Rewrite everything from the line containing "as [[186, 98]]." down to the line containing "Target: white protest sign", swapping "protest sign" for "banner" and leaving the rest as it is.
━━━ Entries ━━━
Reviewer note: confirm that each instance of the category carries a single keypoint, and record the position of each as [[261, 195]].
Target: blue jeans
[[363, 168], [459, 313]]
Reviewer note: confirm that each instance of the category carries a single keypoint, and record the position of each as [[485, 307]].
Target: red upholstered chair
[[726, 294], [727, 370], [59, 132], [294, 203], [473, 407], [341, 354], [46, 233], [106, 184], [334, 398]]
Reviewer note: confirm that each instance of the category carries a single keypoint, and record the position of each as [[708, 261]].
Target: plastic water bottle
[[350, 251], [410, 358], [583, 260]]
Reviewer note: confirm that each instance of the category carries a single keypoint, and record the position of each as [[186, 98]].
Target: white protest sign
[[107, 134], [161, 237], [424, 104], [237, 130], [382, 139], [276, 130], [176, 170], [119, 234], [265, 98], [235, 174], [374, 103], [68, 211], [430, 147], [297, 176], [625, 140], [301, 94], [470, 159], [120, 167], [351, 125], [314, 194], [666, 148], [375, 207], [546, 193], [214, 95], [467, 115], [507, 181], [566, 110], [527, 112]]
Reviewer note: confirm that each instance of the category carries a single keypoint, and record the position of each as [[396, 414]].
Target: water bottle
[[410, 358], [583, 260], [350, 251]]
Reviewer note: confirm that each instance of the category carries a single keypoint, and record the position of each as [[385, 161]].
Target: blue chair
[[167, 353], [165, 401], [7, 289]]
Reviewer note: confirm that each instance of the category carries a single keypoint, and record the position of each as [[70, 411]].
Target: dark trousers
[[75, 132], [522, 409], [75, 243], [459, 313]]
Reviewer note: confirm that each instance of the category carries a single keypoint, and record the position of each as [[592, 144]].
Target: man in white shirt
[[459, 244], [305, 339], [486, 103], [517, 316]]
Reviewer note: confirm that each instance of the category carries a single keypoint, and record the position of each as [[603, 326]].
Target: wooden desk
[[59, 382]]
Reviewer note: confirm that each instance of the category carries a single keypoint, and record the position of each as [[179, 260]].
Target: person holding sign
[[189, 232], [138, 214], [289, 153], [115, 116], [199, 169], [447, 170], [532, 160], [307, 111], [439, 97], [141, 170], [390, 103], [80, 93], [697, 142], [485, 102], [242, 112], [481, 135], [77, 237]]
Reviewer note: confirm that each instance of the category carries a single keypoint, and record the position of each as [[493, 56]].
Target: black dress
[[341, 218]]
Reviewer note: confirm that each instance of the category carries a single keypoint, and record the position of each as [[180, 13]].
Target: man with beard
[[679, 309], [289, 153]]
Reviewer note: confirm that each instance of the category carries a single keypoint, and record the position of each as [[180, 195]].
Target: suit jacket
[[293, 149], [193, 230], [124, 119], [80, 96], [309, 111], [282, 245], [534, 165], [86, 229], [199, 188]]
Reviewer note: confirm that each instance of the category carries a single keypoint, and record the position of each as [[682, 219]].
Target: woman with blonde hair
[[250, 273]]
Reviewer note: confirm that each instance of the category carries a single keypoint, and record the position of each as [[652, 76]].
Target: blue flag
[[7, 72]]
━━━
## [Answer below]
Reviewer note: confirm that each instance of the category carries a single keypoint, and record the position of each as [[186, 98]].
Target: white banner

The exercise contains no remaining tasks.